## Aim of the task
What you return must be the full data, repeated verbatim, with no pictures in it.

## Referring expression pointing data

:::

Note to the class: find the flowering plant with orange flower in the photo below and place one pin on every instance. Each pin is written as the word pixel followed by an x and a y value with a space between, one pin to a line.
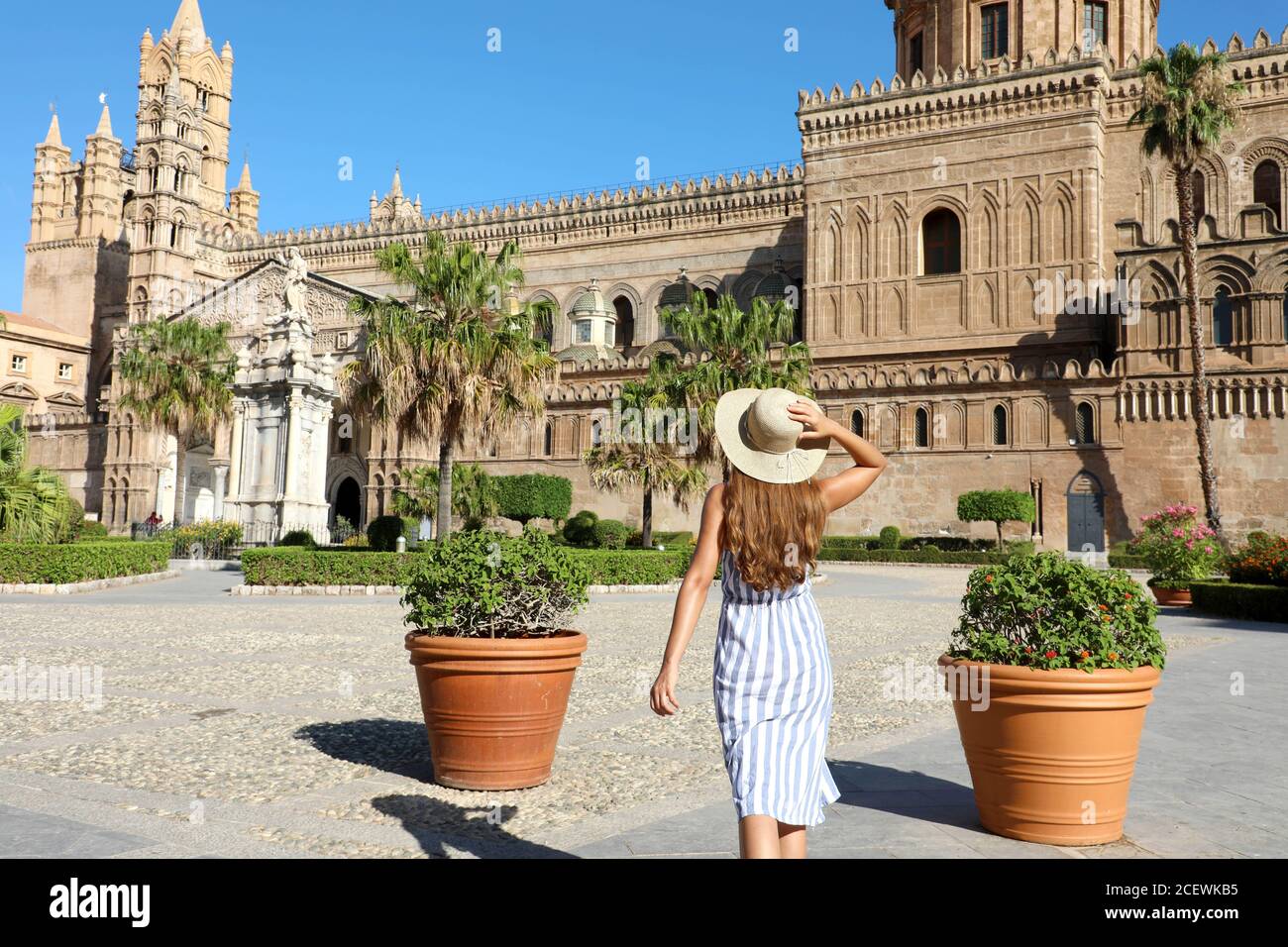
pixel 1263 561
pixel 1177 548
pixel 1048 612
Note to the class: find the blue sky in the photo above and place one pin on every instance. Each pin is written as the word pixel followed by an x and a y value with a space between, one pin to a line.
pixel 576 94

:::

## Result of this exercise
Note to the class: find the flowering plant with orange flower in the photo below and place one pin on every instance. Each pin is written as the word pixel followed by an x and a y value with a space between, one pin to a line.
pixel 1263 561
pixel 1177 548
pixel 1048 612
Note to the class: find the blue sky in the photo above and place one pin on every instance. Each pin is written as the word pixel followed by an x and a y value with a space between, one pin to a line.
pixel 576 94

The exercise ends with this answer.